Work to be completed
Without pictures, repeat the lines of the entries from the one containing "of the woman" through the last, both ends included, and nothing else.

Point localization data
______________________________

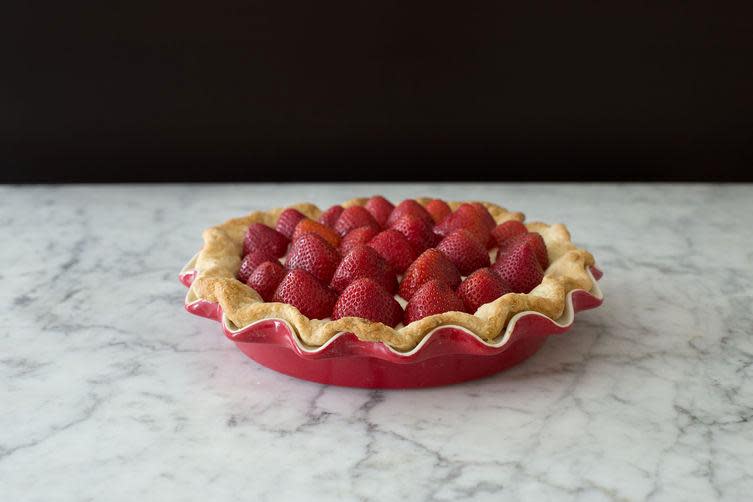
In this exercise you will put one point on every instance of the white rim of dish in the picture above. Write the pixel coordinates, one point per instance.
(564, 321)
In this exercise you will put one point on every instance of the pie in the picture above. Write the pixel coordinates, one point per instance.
(388, 273)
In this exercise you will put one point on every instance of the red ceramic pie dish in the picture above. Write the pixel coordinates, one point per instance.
(449, 354)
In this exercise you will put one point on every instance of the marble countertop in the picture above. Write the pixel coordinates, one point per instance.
(110, 391)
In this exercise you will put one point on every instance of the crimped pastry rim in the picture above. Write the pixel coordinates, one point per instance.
(219, 259)
(564, 321)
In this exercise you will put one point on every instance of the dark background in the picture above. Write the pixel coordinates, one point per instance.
(272, 90)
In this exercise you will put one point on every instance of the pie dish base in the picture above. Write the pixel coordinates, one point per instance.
(448, 354)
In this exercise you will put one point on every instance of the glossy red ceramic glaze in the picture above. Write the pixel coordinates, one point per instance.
(448, 355)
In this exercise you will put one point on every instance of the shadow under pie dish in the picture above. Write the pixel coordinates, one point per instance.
(374, 295)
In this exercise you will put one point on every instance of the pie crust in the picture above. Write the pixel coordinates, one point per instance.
(218, 262)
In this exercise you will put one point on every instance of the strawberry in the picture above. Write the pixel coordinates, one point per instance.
(409, 207)
(265, 279)
(430, 265)
(434, 297)
(253, 260)
(534, 241)
(484, 214)
(363, 261)
(329, 217)
(482, 286)
(465, 252)
(287, 221)
(368, 299)
(438, 209)
(354, 217)
(466, 217)
(261, 237)
(506, 230)
(519, 268)
(307, 226)
(301, 290)
(416, 231)
(314, 255)
(360, 235)
(380, 208)
(394, 248)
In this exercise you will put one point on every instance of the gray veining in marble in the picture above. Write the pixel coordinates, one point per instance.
(110, 391)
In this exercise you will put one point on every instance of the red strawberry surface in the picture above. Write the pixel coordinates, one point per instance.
(482, 286)
(313, 254)
(355, 237)
(431, 265)
(466, 217)
(354, 217)
(364, 261)
(519, 268)
(534, 241)
(265, 279)
(394, 248)
(303, 291)
(261, 237)
(287, 221)
(251, 261)
(416, 231)
(307, 226)
(438, 209)
(412, 208)
(329, 217)
(434, 297)
(504, 231)
(464, 251)
(367, 299)
(380, 208)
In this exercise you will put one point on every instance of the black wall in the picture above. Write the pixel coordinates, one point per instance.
(262, 89)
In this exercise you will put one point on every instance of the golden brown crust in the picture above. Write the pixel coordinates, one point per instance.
(219, 260)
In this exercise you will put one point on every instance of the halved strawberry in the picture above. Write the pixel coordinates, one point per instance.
(434, 297)
(507, 230)
(355, 237)
(533, 240)
(253, 260)
(368, 299)
(261, 237)
(409, 207)
(468, 218)
(464, 251)
(395, 248)
(287, 221)
(307, 226)
(363, 261)
(438, 209)
(313, 254)
(329, 217)
(429, 266)
(380, 208)
(303, 291)
(416, 231)
(482, 286)
(265, 279)
(354, 217)
(519, 268)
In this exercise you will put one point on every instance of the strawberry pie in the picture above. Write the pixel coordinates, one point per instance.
(388, 273)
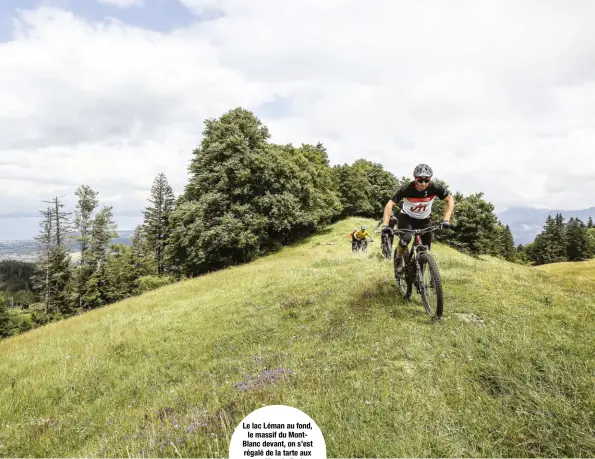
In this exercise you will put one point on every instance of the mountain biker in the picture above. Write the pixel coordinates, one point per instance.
(417, 197)
(392, 225)
(360, 235)
(352, 238)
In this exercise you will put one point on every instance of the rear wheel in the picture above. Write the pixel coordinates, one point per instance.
(403, 280)
(386, 246)
(430, 286)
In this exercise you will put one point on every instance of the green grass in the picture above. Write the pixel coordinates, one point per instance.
(582, 272)
(162, 374)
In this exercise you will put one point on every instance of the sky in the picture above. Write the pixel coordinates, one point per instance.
(497, 96)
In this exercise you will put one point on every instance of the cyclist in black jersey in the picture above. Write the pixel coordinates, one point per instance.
(417, 198)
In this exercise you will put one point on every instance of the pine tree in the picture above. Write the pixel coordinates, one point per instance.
(157, 225)
(508, 250)
(577, 242)
(102, 231)
(41, 278)
(142, 261)
(53, 268)
(86, 205)
(5, 322)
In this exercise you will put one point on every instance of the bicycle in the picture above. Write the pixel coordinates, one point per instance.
(415, 261)
(360, 245)
(385, 244)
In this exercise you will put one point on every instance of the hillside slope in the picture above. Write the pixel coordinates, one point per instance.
(579, 271)
(321, 329)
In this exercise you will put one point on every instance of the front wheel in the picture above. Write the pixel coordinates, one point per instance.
(403, 281)
(430, 285)
(386, 246)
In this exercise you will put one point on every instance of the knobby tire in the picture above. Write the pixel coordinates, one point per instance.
(426, 259)
(404, 284)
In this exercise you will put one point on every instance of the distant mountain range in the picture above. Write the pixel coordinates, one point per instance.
(28, 250)
(525, 222)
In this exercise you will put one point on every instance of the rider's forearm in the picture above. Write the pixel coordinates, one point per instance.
(388, 210)
(450, 205)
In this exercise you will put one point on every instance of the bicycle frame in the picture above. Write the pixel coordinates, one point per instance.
(417, 244)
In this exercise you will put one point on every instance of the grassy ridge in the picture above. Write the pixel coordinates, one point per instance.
(509, 371)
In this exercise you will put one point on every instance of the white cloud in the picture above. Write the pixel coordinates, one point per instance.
(498, 97)
(122, 3)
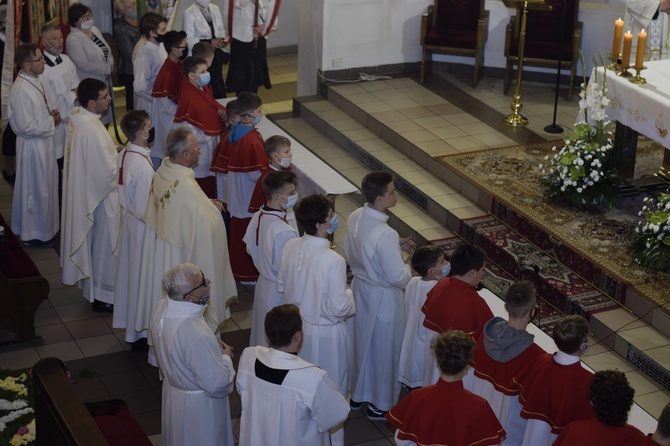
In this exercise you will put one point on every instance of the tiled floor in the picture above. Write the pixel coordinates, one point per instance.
(469, 119)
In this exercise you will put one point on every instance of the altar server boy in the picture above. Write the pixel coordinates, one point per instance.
(430, 263)
(266, 237)
(554, 387)
(314, 277)
(445, 413)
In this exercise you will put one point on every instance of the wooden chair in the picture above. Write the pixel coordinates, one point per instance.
(543, 32)
(455, 27)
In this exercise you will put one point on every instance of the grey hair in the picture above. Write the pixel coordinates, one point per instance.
(178, 280)
(177, 142)
(49, 27)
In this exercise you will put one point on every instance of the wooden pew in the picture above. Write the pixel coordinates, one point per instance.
(62, 419)
(22, 290)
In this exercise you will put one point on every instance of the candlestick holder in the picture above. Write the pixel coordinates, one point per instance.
(624, 72)
(615, 65)
(637, 79)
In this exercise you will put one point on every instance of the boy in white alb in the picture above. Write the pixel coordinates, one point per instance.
(429, 262)
(314, 277)
(286, 401)
(266, 236)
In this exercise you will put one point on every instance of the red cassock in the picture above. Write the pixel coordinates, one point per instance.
(244, 156)
(554, 393)
(455, 305)
(200, 109)
(258, 197)
(445, 414)
(592, 432)
(501, 374)
(168, 81)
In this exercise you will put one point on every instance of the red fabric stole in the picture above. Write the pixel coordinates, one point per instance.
(246, 155)
(200, 109)
(168, 81)
(554, 393)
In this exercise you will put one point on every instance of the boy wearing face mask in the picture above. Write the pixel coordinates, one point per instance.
(149, 59)
(166, 92)
(278, 150)
(238, 162)
(429, 262)
(503, 349)
(265, 239)
(203, 115)
(203, 23)
(314, 277)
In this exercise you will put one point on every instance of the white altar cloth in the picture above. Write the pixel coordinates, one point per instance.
(645, 108)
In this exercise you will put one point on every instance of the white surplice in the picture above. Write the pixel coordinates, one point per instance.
(62, 80)
(197, 377)
(134, 163)
(35, 202)
(91, 211)
(146, 65)
(416, 343)
(183, 225)
(298, 412)
(314, 278)
(266, 236)
(380, 275)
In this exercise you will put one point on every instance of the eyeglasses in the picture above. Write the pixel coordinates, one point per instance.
(202, 284)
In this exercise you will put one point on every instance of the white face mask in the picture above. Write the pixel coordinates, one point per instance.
(88, 24)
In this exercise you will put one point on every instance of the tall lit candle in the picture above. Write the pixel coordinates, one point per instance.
(641, 45)
(627, 44)
(618, 30)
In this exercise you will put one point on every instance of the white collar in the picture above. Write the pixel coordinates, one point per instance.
(565, 359)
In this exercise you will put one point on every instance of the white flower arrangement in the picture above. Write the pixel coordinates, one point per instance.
(582, 171)
(651, 240)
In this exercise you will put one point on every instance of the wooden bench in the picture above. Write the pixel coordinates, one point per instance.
(22, 290)
(62, 419)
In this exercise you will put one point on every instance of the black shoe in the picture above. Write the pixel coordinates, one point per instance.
(10, 179)
(140, 345)
(34, 243)
(102, 307)
(375, 414)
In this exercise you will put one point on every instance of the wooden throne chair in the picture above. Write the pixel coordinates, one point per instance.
(457, 28)
(542, 46)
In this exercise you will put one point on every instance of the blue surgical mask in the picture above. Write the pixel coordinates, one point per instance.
(333, 224)
(202, 300)
(446, 269)
(204, 79)
(292, 200)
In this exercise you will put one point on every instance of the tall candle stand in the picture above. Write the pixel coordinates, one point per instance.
(637, 79)
(616, 62)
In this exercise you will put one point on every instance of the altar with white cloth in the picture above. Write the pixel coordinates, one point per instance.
(638, 417)
(639, 108)
(314, 176)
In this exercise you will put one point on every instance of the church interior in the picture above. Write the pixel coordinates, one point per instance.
(457, 166)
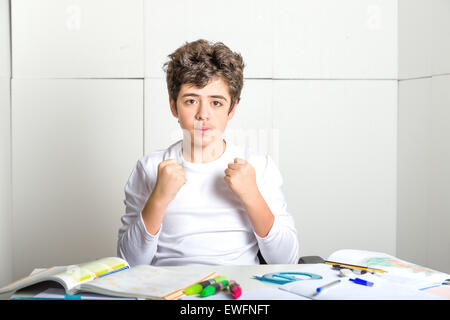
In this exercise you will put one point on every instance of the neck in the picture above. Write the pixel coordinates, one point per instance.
(203, 154)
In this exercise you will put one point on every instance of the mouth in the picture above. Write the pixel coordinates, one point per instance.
(203, 130)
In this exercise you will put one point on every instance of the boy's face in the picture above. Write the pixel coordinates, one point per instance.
(203, 112)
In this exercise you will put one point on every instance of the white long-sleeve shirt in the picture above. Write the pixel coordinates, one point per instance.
(206, 223)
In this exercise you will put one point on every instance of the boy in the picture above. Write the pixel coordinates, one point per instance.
(204, 200)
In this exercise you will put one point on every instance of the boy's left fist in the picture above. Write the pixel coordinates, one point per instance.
(241, 178)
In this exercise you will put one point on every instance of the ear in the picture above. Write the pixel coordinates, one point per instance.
(173, 108)
(231, 114)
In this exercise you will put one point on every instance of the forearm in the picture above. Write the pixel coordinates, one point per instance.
(259, 213)
(153, 212)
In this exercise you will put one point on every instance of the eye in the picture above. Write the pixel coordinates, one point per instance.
(190, 101)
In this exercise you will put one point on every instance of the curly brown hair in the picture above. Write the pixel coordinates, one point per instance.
(197, 62)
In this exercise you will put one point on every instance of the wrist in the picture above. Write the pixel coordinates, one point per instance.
(251, 197)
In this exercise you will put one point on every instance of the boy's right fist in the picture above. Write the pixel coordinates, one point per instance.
(171, 177)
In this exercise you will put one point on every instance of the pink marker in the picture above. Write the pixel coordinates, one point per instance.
(235, 289)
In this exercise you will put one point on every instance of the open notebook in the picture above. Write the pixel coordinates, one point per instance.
(113, 277)
(401, 281)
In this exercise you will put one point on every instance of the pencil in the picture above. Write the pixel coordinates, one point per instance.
(356, 267)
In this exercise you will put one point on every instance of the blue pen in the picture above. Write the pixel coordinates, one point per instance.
(362, 282)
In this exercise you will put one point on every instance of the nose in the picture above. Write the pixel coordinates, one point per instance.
(203, 111)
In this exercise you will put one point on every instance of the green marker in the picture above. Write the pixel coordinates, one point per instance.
(213, 288)
(198, 287)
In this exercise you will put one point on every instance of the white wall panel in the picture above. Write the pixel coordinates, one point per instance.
(414, 38)
(338, 159)
(414, 184)
(77, 38)
(441, 37)
(5, 184)
(161, 127)
(244, 26)
(75, 143)
(439, 241)
(330, 39)
(5, 59)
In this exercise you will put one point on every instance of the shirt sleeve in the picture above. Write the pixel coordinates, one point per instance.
(135, 244)
(280, 245)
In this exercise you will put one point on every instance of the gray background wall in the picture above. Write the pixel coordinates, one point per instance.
(350, 98)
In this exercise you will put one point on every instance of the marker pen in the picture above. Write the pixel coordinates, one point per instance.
(235, 289)
(198, 287)
(362, 282)
(213, 288)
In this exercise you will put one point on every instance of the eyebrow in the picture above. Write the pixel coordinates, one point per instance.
(197, 95)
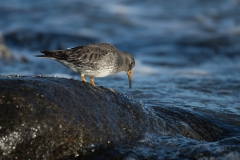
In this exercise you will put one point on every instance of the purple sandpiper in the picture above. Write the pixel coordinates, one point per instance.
(94, 60)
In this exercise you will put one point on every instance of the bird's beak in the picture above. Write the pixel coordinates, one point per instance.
(129, 73)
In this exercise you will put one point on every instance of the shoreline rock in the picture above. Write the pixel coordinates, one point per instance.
(43, 117)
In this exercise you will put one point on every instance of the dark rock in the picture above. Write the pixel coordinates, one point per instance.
(56, 118)
(51, 118)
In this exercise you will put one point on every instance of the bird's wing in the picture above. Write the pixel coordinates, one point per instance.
(88, 54)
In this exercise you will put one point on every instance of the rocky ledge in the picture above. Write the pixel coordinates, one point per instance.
(53, 118)
(58, 118)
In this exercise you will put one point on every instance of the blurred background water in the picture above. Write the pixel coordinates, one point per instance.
(186, 52)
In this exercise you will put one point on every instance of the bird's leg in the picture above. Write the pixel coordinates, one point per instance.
(82, 77)
(92, 81)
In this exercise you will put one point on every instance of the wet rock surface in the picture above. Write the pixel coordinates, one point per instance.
(54, 117)
(57, 118)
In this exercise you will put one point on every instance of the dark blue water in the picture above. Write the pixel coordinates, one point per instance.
(186, 52)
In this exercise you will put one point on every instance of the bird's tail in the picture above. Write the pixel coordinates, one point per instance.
(53, 54)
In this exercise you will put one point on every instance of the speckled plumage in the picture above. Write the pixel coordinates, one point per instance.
(93, 60)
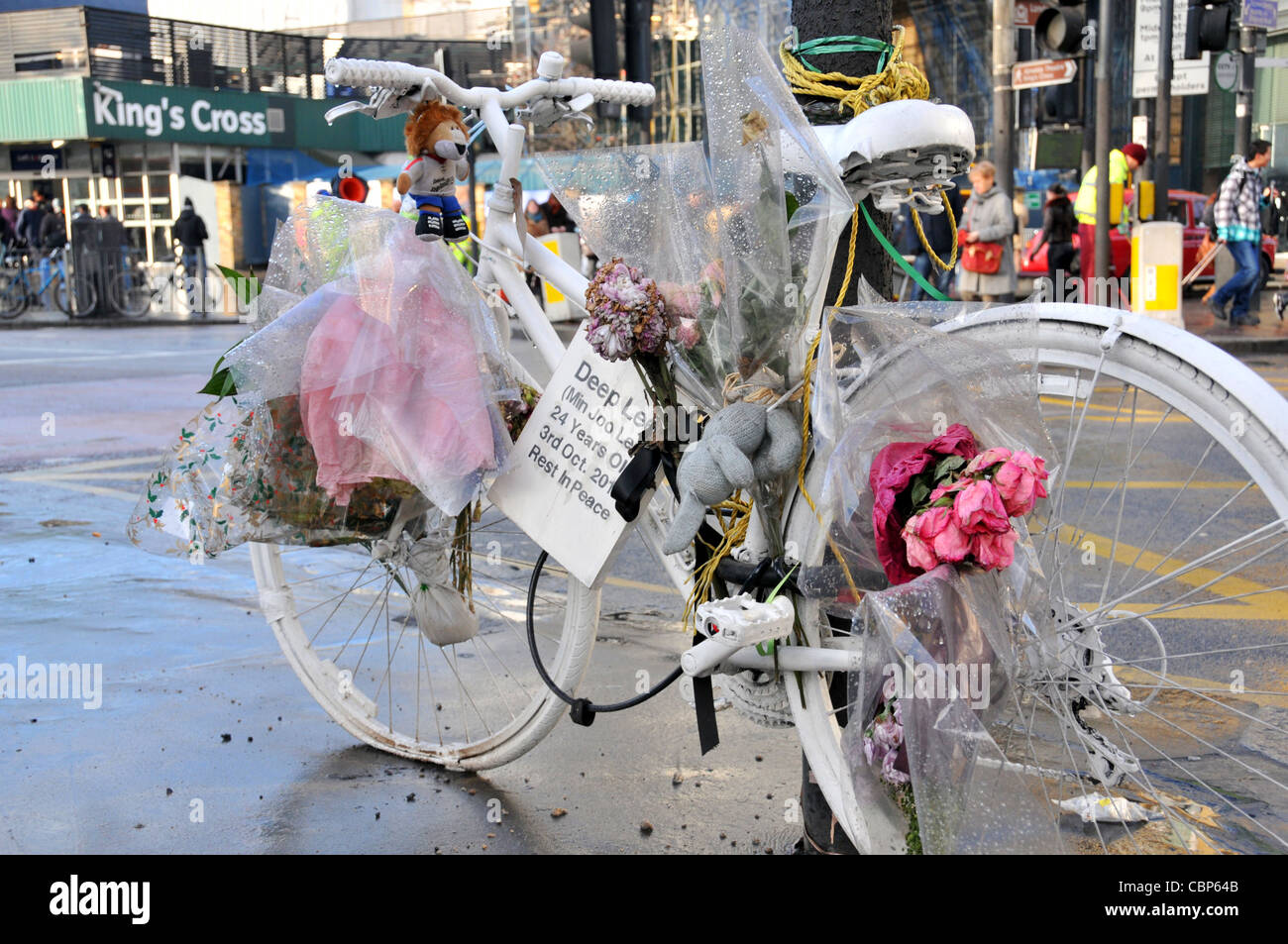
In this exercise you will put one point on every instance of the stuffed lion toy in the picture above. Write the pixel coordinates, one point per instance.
(437, 145)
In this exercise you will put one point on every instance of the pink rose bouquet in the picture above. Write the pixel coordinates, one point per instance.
(945, 501)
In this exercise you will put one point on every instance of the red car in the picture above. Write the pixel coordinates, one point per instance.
(1183, 206)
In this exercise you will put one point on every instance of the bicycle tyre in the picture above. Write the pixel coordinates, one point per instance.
(13, 295)
(361, 706)
(72, 300)
(132, 292)
(1069, 339)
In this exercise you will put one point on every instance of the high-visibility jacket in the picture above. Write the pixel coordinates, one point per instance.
(1085, 207)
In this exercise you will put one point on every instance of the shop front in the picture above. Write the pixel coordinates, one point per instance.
(138, 150)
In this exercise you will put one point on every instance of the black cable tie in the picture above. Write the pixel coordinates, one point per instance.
(583, 712)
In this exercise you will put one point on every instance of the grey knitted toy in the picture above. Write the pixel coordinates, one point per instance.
(741, 445)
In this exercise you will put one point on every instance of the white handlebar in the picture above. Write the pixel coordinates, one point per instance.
(399, 75)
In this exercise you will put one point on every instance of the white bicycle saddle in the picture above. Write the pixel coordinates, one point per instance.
(903, 146)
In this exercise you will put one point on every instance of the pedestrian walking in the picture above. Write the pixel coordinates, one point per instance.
(1237, 222)
(53, 227)
(987, 266)
(189, 230)
(1057, 228)
(9, 213)
(1122, 163)
(30, 220)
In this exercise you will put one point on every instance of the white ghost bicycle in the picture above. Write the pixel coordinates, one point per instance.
(1197, 556)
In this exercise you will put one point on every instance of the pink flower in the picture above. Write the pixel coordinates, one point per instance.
(688, 333)
(995, 550)
(978, 509)
(893, 469)
(919, 554)
(1019, 481)
(999, 454)
(939, 527)
(889, 773)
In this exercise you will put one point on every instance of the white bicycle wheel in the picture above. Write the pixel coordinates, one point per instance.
(348, 629)
(1176, 480)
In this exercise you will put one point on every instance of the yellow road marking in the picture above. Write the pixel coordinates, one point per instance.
(1172, 485)
(1271, 607)
(1207, 687)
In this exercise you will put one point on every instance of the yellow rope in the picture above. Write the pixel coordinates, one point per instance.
(952, 223)
(898, 80)
(733, 515)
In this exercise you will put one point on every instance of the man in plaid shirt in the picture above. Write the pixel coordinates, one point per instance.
(1237, 222)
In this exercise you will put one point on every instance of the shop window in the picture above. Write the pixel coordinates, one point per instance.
(162, 243)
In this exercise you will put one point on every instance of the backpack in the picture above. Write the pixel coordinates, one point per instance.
(1210, 218)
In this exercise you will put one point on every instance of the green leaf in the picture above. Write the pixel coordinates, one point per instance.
(793, 205)
(948, 465)
(245, 287)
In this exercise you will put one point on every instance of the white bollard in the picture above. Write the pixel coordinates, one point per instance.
(1155, 268)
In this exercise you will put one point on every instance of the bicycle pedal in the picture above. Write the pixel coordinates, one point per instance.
(738, 621)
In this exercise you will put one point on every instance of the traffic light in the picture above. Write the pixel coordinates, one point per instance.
(1060, 104)
(1059, 29)
(1207, 27)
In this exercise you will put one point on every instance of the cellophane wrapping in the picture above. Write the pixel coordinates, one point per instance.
(885, 373)
(374, 374)
(953, 643)
(738, 233)
(884, 377)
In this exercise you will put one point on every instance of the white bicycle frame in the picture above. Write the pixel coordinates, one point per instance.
(506, 248)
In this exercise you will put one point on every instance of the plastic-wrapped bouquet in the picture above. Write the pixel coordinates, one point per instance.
(375, 374)
(630, 320)
(945, 502)
(734, 237)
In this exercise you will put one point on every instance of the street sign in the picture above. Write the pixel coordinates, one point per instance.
(1189, 76)
(1227, 71)
(1038, 72)
(1260, 14)
(1026, 12)
(1140, 130)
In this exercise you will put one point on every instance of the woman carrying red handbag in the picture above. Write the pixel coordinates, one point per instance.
(987, 266)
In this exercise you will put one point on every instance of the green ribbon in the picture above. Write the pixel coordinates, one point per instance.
(842, 44)
(894, 254)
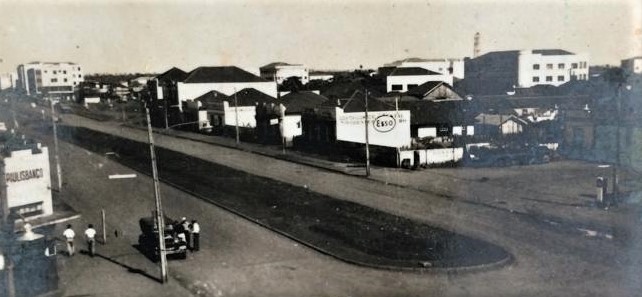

______________________________

Response to the task
In this exercise you will put one point on every instance of the woman carrying red handbag in the picture above. Write the pixel coordinates, one point per instance.
(987, 266)
In this exercise you will put one point on every instance of the green ribbon in the picture above. Write the pixel coordinates, one point per instance.
(842, 44)
(894, 254)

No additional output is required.